▶ **WORK TO COMPLETE**:
Where does the word "shadow" occur in the entries below? Copy every line that has it.

(Entries taken from a collection)
::::::

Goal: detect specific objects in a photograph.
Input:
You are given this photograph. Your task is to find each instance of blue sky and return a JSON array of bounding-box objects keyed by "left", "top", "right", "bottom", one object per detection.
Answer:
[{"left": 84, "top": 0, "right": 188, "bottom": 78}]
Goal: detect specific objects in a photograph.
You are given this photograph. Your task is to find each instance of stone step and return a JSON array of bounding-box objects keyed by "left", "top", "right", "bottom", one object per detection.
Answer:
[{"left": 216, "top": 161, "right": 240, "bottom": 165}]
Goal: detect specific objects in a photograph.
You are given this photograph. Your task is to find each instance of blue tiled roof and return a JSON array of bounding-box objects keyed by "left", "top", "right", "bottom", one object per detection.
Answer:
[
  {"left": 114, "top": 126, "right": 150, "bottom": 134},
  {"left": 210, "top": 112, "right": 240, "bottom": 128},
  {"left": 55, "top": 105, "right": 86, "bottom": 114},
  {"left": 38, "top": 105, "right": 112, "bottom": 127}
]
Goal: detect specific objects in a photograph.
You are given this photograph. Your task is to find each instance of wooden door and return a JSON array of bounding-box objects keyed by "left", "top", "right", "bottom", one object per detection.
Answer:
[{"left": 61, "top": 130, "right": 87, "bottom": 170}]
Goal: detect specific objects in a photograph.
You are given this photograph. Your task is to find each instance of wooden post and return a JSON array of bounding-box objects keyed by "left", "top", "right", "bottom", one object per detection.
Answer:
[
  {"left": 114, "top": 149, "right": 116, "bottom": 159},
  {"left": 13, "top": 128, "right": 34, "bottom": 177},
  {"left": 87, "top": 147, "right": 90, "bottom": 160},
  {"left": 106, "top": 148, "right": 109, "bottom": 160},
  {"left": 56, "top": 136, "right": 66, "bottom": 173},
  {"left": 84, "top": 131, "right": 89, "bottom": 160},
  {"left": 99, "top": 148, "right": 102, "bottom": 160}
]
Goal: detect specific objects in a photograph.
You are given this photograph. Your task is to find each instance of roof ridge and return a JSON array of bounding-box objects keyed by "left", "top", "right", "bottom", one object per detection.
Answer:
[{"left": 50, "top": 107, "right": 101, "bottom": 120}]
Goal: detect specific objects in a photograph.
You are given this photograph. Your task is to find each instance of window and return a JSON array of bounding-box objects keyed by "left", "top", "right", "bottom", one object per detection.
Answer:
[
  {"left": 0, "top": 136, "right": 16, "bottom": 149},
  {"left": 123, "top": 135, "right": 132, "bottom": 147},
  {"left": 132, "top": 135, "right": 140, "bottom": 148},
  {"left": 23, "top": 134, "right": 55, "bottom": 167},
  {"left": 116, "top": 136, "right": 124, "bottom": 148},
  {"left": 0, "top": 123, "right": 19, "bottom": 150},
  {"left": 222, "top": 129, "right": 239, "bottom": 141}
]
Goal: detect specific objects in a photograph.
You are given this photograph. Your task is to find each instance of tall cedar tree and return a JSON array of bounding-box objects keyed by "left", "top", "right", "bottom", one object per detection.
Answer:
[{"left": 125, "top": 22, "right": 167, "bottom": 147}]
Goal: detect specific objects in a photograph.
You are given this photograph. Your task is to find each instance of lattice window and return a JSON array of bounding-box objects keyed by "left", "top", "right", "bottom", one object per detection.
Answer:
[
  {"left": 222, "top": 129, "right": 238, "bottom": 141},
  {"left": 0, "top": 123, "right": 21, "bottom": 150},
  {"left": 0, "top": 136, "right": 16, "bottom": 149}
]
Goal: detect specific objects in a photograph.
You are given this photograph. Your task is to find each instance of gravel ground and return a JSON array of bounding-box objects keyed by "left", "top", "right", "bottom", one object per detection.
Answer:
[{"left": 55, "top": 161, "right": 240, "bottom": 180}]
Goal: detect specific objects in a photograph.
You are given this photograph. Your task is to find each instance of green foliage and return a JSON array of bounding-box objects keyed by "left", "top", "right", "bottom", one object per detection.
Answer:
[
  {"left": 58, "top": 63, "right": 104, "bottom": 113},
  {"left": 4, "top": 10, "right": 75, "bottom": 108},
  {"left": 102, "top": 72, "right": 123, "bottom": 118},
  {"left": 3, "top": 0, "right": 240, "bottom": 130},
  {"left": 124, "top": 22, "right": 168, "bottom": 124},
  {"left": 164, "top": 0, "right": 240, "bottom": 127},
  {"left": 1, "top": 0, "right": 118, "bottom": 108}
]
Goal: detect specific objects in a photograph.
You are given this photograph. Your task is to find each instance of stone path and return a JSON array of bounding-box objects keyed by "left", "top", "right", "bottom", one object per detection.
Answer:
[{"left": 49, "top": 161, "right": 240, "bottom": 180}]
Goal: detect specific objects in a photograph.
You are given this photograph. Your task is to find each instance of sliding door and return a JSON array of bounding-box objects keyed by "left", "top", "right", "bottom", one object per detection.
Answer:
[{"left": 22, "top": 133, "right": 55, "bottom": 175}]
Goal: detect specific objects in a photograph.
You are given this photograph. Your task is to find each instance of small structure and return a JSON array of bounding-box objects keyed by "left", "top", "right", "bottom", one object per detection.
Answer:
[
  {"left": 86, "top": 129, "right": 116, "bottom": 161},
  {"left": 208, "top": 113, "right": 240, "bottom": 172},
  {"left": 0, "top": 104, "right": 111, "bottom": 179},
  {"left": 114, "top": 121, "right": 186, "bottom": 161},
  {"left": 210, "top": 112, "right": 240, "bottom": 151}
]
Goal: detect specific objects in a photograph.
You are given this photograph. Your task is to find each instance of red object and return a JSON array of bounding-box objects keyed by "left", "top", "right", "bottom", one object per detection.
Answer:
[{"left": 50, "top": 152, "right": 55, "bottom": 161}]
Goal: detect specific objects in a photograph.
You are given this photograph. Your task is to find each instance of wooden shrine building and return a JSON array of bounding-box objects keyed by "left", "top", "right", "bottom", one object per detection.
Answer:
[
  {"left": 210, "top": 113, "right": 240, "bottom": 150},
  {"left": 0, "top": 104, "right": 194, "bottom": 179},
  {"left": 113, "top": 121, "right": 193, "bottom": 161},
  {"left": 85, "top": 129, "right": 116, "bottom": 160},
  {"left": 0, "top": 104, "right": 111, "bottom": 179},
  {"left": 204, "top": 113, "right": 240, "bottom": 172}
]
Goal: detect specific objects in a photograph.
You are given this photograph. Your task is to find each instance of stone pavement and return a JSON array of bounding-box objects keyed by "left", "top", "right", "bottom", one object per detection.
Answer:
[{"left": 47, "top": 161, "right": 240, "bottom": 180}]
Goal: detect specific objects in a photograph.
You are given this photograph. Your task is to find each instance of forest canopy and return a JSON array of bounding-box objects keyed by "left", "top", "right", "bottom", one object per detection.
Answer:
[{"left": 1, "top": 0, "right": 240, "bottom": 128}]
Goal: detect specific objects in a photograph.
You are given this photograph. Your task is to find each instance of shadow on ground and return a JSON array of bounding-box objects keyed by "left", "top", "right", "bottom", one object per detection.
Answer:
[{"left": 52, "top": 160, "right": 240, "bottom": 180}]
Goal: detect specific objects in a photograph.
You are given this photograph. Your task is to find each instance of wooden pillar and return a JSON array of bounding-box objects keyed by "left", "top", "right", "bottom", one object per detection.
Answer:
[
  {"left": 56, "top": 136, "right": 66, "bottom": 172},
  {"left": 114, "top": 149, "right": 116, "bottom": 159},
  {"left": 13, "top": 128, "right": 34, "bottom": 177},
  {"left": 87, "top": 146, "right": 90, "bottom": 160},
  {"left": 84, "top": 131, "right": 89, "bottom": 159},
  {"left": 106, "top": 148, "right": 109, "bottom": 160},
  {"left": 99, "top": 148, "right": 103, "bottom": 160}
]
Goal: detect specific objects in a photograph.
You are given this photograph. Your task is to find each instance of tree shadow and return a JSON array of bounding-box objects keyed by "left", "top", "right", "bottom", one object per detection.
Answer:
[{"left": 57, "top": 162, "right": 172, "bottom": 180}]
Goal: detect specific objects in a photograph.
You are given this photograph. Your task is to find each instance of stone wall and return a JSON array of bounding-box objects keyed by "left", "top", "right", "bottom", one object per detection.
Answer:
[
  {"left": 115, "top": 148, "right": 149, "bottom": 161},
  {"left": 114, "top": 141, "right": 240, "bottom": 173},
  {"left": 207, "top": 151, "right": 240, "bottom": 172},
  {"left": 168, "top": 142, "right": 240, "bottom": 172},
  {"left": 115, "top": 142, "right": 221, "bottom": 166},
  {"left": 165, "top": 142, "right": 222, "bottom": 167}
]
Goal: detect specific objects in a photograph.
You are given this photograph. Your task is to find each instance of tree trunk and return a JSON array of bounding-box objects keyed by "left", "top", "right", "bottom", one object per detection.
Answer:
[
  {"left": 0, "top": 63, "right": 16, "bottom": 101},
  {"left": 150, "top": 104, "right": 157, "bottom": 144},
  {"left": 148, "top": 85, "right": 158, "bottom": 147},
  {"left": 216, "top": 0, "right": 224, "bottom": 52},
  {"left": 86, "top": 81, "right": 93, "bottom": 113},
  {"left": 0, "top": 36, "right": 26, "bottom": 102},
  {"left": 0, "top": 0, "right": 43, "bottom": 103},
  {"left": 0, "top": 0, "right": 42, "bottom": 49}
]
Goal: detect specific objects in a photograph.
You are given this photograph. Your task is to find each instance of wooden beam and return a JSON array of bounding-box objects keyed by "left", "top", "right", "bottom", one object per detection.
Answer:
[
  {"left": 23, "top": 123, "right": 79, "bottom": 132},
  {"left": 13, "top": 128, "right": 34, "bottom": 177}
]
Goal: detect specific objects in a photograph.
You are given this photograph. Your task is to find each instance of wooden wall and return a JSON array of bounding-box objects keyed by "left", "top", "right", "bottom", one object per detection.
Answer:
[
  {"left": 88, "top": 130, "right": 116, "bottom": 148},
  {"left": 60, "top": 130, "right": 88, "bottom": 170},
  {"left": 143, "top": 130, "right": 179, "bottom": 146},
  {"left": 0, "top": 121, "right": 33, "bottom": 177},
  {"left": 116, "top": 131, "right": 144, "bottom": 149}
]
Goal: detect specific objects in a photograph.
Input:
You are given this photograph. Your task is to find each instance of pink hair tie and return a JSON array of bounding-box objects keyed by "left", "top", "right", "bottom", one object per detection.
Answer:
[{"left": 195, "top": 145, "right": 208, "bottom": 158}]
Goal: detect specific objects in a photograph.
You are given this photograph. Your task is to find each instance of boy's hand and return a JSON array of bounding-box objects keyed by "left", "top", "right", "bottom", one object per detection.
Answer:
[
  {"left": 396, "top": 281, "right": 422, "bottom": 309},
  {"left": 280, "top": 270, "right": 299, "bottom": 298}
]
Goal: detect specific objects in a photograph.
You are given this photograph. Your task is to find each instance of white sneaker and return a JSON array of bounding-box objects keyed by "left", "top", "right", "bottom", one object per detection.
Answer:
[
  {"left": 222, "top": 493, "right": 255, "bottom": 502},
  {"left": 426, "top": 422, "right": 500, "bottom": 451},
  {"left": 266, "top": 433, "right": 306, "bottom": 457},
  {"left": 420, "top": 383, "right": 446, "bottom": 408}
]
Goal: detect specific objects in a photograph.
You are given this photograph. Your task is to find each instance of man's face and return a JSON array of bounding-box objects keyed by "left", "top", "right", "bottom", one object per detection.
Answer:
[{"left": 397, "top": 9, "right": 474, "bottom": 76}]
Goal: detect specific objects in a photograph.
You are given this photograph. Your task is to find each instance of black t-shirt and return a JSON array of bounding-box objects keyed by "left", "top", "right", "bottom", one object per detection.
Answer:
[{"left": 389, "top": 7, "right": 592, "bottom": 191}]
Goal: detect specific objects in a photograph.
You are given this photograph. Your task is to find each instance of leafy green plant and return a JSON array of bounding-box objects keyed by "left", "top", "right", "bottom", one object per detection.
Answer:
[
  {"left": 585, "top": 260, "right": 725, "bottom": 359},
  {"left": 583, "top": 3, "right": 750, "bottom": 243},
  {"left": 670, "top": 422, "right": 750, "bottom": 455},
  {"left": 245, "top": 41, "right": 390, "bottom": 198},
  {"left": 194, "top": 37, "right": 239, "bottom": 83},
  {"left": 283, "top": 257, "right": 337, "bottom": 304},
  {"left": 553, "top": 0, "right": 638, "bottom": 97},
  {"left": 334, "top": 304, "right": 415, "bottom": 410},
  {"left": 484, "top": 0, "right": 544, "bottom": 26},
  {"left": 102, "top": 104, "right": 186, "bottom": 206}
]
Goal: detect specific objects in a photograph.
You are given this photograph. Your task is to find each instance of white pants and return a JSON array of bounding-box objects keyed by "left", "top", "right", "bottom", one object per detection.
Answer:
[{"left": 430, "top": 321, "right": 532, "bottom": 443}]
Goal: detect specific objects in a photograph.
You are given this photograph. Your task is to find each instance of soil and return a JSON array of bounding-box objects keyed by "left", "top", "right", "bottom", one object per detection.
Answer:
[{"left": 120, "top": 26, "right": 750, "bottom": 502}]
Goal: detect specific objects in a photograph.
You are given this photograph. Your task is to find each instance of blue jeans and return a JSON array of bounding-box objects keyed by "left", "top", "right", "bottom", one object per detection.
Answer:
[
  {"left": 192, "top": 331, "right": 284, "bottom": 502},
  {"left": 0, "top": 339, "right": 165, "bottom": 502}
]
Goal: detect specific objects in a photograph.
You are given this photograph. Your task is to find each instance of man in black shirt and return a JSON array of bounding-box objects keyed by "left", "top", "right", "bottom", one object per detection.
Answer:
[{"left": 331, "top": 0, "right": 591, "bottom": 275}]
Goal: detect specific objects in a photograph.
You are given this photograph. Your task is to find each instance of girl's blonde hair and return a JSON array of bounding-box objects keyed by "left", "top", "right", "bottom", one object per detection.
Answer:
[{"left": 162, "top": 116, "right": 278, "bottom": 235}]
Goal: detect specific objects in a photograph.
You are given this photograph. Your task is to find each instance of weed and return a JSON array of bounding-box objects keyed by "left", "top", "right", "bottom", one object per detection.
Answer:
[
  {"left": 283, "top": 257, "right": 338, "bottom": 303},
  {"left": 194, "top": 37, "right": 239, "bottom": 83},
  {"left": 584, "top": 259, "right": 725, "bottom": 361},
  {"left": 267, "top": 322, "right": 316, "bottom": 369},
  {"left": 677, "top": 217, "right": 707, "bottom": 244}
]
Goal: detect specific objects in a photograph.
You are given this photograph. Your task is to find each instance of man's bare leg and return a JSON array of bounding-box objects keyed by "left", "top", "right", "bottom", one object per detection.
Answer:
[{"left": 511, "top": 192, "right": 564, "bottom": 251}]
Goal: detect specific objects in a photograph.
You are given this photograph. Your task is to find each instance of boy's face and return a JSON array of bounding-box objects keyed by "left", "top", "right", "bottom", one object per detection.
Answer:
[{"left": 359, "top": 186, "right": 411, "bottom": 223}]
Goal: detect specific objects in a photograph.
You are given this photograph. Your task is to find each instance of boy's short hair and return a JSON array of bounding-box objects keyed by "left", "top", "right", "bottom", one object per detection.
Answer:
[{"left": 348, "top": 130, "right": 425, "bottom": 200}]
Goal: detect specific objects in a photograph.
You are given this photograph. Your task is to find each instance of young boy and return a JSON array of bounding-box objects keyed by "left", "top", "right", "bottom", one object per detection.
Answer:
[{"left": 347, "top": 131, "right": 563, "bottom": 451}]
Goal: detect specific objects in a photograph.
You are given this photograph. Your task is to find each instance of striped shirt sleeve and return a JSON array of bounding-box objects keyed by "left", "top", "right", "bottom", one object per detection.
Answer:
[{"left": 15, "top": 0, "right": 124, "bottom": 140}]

::::::

▶ **TASK SOLUTION**:
You are given this photograph. Your task is to find each instance of shadow on ground and return a JSON array of bounding-box objects keyed by "left", "top", "right", "bottom", one object per detection.
You are given this photograph. Your task is to find each instance of tree shadow and return a JSON array of bounding-box objects keyed by "left", "top", "right", "bottom", one object per detection.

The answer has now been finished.